→ CONSIGNA
Cita sin cambios el pasaje del texto citado que va desde "En la tienda" hasta "duerme la siesta.", ambos incluidos.

──────── TEXTO CITADO

Los demás se rieron y siguieron con su tertulia. Yo me despedí de todos ellos, que me saludaron llevándose la mano al corazón, la boca y la frente, deseándome toda clase de venturas. Todavía los vi sentados en la misma posición cuando una hora más tarde, serían casi las nueve de la noche, volví a pasar frente a la tienda camino de la residencia del embajador.

En la tienda contigua dos hombres jugaban al backgammon, la pasión siria. Parece ser que hay varias formas de jugar, distintas de la que conocemos nosotros. Se juega en los zocos, en las tiendas o bajo la sombra de un árbol en el mediodía sofocante mientras la ciudad duerme la siesta.

El cielo de Damasco al atardecer tiene una extraña luminosidad de color violeta. En el Casiún las luces brillan como estrellas y no hay en todo el vasto horizonte de la ciudad un solo anuncio de colores chillones que ensombrezca con su vulgaridad el panorama.

────────────────
──────── DATOS PROPORCIONADOS

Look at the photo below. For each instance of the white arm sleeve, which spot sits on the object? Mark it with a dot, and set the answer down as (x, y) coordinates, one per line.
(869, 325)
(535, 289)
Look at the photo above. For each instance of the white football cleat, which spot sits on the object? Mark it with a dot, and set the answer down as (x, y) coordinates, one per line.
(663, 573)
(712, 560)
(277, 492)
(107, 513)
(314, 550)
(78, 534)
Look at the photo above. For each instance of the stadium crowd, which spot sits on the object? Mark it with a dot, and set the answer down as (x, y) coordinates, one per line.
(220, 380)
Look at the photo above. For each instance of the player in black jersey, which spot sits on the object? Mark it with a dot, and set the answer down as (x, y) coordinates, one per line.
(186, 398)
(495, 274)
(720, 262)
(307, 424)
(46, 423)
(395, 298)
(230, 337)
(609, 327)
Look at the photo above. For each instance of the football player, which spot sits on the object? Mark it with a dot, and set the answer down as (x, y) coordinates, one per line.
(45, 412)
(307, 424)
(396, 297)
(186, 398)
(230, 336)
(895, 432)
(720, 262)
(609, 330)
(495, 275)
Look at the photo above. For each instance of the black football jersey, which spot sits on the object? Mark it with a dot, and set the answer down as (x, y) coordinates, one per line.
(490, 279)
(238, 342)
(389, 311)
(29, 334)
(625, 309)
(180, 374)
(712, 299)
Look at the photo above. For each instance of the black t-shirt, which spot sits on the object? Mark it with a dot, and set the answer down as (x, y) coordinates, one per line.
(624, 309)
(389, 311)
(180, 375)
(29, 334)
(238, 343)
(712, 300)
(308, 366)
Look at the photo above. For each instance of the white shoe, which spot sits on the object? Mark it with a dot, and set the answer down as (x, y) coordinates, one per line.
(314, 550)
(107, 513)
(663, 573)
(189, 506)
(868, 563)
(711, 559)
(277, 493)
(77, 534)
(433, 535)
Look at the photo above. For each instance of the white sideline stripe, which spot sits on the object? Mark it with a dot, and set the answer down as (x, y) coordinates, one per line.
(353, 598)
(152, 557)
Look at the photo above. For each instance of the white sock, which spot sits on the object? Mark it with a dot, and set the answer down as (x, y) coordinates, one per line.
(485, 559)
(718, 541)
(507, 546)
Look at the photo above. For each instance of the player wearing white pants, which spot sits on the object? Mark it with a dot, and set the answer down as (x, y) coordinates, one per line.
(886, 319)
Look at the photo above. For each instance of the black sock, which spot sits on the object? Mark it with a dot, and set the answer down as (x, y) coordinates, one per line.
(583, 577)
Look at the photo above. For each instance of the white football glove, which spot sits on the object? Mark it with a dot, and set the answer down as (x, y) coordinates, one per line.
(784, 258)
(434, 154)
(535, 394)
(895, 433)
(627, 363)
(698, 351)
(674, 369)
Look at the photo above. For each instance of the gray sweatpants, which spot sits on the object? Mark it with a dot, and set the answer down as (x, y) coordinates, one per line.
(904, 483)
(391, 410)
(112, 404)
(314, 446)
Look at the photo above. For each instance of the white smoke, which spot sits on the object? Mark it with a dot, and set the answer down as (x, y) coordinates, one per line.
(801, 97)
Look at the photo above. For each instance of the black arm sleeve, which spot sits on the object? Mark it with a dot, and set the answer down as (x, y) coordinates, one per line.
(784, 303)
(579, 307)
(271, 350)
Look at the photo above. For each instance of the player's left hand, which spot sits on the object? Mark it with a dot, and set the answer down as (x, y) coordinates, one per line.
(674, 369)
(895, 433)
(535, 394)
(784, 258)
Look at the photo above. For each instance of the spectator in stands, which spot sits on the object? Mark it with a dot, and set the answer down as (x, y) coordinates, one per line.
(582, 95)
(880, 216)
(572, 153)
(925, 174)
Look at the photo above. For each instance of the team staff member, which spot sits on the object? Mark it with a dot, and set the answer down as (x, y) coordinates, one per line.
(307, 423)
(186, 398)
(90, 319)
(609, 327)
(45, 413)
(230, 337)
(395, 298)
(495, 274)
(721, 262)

────────────────

→ RESPUESTA
En la tienda contigua dos hombres jugaban al backgammon, la pasión siria. Parece ser que hay varias formas de jugar, distintas de la que conocemos nosotros. Se juega en los zocos, en las tiendas o bajo la sombra de un árbol en el mediodía sofocante mientras la ciudad duerme la siesta.